Written task A: Summarize the mailing-list post about a looping script in two sentences.

Selected excerpt:
----

Date: Tue, 02 Oct 2001 13:18:46 +0200
From: Andrey Shipsha <andrey@flyg.kth.se>
Subject: delay in the loop - high CPU usage
Message-Id: <3BB9A296.E3BBF660@flyg.kth.se>

Hello,

Last week I posted a question about a simple script which would monitor
a web page for me. I have received answers with a suitable algorithm for
that task.

Now I have implemented the algorithm and it seems to works great. The
only thing which is still annoying is that the CPU usage remains on 100%
while the script is running. Maybe it matters how one implements a loop
in the script?

I did it this way:

while (1>2)   #simple condition for forever loop
{
use POSIX ":sys_wait_h";
  { local($SIG{CHLD})=sub{wait};
    my $start = time;
    if (fork) { sleep } else { 1 while (time - $start < 60); exit }
  }
the body of my code which gets the page, derives MD5 signature, et.

----

Data supplied:
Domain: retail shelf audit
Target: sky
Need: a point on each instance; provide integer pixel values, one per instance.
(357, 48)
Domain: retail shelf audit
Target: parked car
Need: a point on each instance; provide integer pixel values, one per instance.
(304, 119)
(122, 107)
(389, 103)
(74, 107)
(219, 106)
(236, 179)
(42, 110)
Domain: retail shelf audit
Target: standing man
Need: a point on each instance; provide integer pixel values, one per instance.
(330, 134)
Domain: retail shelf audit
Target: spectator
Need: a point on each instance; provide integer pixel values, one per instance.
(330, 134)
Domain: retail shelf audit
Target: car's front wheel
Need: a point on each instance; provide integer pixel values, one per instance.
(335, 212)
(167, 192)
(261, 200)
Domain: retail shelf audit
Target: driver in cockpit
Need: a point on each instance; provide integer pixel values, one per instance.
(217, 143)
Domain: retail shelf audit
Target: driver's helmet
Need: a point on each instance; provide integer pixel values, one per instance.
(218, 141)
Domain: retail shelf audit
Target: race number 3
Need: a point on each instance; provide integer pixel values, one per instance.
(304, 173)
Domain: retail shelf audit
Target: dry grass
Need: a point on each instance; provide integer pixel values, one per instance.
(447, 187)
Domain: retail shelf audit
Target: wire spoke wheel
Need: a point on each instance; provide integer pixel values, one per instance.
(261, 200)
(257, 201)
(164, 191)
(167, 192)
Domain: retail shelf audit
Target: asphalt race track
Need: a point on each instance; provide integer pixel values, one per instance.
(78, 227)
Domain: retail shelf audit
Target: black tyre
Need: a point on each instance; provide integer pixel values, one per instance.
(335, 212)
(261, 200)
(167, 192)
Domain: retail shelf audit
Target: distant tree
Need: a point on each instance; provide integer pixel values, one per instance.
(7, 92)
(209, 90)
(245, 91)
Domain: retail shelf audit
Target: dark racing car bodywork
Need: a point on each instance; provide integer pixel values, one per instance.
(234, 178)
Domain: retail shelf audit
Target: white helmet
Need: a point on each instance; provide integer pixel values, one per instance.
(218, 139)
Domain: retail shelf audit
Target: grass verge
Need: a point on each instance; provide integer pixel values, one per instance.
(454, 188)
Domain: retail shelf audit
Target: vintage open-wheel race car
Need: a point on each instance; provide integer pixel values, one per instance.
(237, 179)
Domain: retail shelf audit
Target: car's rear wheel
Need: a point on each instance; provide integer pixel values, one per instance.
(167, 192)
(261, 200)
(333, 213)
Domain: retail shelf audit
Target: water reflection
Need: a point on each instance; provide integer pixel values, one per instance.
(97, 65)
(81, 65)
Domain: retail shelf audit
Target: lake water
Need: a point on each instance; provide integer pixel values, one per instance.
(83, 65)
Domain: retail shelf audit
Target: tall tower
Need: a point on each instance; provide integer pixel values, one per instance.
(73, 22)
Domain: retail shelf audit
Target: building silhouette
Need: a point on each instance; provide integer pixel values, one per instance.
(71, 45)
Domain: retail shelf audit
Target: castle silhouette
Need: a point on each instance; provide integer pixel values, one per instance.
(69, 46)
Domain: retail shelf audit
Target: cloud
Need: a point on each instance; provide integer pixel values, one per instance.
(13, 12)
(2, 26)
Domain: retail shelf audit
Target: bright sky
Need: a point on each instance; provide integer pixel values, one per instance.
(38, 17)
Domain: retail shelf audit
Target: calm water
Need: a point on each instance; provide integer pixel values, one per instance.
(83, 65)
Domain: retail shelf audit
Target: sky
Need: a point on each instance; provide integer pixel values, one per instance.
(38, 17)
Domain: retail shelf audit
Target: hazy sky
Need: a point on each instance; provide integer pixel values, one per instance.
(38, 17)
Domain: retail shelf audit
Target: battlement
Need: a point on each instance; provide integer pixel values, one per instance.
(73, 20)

----

Written task B: Gather every line of the records above that contains the string "grass".

Finished answer A: The writer implemented an algorithm for a script that monitors a web page, which was suggested in answers to a question posted the previous week, and it seems to work well. Its only remaining problem is that CPU usage stays at 100% while the script runs, so the writer asks whether the way the loop is implemented matters and shows the loop used.

Finished answer B:
Target: dry grass
Target: grass verge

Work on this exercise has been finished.